Assignment - Return, from the listing below, each line where the word "camouflage" appears.

Input records -
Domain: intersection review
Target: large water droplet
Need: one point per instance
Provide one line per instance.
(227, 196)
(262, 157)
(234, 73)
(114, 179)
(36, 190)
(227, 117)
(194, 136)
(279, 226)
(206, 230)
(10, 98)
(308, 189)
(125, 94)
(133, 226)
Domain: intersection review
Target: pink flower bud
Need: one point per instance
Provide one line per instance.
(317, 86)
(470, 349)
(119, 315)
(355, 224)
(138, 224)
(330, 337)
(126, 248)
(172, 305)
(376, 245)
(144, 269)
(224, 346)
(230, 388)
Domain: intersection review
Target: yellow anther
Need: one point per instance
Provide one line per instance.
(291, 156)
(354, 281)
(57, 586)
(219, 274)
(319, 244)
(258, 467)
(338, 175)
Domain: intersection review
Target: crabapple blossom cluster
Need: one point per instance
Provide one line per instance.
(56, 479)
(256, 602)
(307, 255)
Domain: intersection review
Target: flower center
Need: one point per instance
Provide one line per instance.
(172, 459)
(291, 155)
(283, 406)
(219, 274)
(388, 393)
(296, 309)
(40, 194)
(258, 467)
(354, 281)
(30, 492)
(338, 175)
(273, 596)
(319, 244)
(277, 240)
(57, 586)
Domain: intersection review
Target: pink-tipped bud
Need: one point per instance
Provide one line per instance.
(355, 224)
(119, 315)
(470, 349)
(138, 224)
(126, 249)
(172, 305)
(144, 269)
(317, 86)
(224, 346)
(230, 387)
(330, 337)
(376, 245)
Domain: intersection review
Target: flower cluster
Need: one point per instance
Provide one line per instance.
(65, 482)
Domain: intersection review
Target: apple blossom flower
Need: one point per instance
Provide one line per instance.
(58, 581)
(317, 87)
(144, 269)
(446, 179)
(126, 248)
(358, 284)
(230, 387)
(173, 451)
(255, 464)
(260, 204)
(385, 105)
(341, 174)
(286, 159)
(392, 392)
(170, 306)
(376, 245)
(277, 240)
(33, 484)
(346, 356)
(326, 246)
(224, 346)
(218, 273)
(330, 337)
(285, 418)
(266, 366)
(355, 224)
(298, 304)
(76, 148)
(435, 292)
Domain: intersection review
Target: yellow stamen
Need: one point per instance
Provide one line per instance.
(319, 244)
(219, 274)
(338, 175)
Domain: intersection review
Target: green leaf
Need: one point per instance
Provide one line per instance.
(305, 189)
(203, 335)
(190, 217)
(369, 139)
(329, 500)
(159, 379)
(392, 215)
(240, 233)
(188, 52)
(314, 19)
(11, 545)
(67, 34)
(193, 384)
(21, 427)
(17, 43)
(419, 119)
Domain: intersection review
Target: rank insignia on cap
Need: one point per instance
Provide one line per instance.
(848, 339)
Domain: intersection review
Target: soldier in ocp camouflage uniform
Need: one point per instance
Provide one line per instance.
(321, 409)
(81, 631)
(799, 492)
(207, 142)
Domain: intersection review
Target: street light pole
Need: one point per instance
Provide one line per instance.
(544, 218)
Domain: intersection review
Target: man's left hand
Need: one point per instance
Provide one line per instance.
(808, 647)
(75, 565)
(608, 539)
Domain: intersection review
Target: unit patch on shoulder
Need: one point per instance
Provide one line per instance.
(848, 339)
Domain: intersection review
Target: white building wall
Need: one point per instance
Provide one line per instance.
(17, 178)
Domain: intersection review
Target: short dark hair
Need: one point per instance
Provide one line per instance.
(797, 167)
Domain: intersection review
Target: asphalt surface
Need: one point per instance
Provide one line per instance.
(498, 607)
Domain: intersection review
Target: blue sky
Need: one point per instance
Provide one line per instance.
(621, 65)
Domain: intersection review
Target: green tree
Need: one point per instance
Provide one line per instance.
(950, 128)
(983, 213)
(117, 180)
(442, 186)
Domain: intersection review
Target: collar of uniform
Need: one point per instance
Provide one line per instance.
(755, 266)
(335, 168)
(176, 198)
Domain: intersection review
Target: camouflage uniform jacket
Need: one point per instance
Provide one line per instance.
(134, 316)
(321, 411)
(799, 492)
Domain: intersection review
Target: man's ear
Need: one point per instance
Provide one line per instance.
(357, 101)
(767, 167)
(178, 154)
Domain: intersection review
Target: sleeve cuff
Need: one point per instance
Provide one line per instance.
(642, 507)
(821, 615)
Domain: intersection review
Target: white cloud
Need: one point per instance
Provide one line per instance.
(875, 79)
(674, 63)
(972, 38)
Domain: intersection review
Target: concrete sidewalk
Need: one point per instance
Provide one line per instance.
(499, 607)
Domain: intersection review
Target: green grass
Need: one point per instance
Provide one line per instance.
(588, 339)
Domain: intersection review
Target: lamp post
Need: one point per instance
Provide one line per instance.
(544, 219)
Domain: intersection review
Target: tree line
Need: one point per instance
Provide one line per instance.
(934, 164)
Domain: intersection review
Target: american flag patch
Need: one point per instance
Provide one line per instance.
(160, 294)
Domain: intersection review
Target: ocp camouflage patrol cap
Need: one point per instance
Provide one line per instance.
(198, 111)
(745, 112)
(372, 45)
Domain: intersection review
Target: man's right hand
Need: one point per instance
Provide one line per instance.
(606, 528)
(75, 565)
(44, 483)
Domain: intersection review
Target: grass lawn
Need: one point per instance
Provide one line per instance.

Written reply -
Target: soldier in ocp camouflage uniform
Target: camouflage uniform jacket
Target: ocp camouflage patrol cap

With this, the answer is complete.